● GIVEN DATA
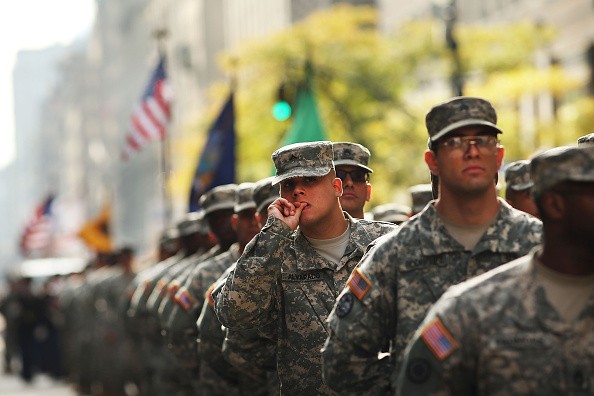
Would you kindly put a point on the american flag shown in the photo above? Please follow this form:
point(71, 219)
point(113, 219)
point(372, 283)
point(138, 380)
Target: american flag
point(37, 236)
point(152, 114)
* * *
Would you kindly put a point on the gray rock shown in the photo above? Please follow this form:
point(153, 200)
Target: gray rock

● TO DO
State how many lines above contain the string "point", treating uppercase and lowercase letters as different. Reply with the number only.

● OUTPUT OF THE TASK
9